* What you have to do
Collect every line of the items below that contains the string "shrub", copying each line in full.

*** Extracted records ***

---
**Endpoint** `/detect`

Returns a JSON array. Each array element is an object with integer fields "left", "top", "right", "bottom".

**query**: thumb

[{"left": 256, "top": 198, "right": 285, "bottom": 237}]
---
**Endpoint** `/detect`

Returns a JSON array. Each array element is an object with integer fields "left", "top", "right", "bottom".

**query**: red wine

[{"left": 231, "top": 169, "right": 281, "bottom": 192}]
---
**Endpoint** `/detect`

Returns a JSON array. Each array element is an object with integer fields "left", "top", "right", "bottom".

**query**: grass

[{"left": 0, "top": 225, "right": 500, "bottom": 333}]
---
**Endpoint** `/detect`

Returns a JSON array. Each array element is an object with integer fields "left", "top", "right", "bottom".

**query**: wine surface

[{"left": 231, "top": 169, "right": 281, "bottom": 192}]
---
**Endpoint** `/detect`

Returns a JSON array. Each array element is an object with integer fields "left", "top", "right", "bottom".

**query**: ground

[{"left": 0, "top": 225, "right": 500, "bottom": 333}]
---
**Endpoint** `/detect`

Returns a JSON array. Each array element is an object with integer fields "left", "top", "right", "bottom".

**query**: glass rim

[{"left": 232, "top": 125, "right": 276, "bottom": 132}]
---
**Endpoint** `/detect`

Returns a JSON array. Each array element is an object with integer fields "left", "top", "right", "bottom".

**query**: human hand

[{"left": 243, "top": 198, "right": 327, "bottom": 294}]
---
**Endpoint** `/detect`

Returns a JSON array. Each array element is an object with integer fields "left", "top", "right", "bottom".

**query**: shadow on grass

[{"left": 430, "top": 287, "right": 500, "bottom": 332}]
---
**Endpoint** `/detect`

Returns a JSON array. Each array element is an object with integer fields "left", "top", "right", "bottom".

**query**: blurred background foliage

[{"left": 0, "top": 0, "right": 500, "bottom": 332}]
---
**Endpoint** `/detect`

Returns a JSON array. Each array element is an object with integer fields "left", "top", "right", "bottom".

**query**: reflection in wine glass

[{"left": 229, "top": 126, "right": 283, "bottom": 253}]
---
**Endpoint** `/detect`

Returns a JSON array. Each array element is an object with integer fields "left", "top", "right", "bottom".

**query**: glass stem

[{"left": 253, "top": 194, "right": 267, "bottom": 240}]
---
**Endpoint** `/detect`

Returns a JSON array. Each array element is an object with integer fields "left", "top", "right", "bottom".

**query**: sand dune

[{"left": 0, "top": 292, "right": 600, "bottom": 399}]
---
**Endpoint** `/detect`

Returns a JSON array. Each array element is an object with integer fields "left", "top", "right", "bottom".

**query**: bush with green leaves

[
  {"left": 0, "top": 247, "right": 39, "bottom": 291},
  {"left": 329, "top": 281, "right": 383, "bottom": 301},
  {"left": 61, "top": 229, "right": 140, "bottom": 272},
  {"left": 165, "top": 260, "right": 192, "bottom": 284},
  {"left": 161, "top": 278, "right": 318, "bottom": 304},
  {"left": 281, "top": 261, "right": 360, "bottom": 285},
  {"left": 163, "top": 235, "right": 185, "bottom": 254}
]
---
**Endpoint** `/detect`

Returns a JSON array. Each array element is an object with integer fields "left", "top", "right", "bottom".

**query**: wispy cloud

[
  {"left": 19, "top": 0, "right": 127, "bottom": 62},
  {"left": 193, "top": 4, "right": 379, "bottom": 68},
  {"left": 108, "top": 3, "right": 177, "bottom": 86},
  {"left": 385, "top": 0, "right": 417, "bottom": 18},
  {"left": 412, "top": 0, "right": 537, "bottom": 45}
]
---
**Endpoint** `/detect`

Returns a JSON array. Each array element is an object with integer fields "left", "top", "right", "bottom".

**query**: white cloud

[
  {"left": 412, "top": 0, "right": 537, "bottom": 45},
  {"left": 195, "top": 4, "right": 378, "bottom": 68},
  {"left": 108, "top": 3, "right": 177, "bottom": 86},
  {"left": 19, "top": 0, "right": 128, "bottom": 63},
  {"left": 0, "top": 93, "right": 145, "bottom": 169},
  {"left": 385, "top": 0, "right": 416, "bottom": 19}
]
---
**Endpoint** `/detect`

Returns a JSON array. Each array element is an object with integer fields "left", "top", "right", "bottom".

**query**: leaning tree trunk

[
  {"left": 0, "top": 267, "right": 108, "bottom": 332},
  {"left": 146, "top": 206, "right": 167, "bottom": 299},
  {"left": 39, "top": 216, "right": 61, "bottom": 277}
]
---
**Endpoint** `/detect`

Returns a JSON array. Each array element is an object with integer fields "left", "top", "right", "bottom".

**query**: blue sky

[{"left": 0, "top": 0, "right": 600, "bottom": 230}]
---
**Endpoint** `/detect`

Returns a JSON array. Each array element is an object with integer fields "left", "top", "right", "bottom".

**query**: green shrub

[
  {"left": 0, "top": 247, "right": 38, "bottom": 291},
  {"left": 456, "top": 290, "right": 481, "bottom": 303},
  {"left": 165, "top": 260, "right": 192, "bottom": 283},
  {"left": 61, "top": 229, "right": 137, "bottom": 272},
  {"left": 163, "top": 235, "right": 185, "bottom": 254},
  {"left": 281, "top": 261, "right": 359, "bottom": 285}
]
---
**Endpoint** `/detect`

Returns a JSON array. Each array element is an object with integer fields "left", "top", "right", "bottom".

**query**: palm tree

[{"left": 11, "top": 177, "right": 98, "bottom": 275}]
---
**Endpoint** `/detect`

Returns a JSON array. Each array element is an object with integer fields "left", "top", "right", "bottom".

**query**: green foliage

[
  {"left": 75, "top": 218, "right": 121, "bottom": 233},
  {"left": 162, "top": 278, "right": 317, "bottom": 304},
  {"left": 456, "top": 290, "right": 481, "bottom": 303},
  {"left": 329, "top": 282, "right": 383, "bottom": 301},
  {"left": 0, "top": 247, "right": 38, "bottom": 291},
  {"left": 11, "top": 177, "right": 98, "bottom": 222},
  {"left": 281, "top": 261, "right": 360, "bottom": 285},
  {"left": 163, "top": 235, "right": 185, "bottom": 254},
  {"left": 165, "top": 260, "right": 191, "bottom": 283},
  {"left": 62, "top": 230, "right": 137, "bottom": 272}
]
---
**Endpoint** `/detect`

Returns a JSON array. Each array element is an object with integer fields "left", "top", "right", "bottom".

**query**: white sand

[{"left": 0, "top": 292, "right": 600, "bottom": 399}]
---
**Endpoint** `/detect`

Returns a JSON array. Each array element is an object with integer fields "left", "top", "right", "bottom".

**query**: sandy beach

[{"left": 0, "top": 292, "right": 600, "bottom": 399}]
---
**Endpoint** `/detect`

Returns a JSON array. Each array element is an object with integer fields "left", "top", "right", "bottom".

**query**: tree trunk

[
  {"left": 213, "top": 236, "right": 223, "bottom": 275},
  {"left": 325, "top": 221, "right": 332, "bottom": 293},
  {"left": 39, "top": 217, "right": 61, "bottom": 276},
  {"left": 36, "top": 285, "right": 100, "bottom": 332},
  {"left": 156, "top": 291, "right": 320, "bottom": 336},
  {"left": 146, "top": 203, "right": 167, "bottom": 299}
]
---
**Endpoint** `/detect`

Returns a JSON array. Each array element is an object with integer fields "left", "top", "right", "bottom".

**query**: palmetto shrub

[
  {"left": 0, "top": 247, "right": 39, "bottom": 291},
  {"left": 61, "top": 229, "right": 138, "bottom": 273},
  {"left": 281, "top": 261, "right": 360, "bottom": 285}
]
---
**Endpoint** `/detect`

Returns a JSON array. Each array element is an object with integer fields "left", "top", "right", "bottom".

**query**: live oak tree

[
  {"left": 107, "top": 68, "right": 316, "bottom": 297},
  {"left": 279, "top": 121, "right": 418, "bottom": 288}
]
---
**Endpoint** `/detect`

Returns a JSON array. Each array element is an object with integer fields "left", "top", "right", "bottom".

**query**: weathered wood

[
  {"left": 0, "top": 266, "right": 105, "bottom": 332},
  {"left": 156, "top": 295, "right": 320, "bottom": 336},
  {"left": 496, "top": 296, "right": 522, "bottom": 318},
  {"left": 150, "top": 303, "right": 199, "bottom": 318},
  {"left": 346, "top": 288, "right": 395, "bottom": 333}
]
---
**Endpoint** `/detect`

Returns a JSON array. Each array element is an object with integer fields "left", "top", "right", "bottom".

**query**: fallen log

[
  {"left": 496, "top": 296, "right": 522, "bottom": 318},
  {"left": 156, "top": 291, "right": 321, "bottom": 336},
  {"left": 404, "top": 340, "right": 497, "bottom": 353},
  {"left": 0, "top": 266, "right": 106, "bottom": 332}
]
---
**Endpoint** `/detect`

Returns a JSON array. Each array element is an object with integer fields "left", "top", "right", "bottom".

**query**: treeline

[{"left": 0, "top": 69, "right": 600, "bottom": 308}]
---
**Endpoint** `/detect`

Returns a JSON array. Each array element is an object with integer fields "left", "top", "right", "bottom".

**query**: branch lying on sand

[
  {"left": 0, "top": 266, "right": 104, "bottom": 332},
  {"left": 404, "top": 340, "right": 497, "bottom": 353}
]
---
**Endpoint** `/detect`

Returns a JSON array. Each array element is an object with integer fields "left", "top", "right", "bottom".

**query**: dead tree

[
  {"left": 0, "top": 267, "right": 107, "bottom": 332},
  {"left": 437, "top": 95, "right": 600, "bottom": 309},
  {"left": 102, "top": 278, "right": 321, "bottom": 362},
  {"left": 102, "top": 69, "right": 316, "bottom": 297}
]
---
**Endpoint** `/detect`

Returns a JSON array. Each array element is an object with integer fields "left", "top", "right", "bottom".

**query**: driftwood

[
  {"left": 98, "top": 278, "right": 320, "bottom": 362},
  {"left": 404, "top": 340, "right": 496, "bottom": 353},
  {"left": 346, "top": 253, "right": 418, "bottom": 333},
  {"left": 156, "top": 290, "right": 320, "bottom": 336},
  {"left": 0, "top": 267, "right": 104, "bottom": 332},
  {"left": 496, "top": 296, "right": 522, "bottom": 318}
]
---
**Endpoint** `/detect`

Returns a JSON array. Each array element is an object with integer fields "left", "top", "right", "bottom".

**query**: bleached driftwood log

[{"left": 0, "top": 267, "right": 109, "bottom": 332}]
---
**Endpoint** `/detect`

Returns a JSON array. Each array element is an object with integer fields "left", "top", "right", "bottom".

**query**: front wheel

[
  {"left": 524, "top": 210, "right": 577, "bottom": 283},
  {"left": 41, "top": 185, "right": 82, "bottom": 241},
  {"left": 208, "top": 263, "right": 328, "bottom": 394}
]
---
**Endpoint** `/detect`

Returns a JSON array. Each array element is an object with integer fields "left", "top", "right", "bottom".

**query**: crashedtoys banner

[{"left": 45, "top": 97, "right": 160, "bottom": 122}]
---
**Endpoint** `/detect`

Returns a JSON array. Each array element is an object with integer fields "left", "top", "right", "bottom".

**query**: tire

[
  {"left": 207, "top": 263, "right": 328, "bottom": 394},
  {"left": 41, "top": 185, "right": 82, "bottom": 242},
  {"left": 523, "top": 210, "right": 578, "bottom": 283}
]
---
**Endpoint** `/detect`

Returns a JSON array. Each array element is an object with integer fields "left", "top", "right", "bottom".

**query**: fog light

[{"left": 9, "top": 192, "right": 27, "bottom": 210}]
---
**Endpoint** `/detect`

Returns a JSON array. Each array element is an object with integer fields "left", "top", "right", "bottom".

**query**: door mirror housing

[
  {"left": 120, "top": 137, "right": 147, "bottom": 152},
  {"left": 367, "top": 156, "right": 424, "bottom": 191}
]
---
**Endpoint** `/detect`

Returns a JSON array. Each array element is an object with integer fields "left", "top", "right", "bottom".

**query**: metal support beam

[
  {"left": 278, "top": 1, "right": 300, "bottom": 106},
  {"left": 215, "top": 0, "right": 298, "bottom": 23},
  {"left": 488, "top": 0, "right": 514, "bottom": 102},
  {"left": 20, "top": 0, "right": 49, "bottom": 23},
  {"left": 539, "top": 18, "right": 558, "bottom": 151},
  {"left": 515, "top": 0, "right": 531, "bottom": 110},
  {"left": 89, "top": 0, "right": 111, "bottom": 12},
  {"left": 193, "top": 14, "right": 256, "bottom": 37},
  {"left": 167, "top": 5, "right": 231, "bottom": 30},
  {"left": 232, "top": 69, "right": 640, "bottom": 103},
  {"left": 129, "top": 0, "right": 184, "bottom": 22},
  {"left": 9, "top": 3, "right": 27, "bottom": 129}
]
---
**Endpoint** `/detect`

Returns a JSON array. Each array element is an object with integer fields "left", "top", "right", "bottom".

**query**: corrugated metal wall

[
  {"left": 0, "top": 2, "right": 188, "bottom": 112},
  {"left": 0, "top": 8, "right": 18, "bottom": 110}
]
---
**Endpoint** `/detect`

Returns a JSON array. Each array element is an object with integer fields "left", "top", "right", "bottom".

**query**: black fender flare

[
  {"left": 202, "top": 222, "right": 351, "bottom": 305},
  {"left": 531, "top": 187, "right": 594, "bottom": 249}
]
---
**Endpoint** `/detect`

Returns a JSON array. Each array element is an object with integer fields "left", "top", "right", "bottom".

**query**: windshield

***

* Completed exercise
**query**: green shrub
**query**: palmetto shrub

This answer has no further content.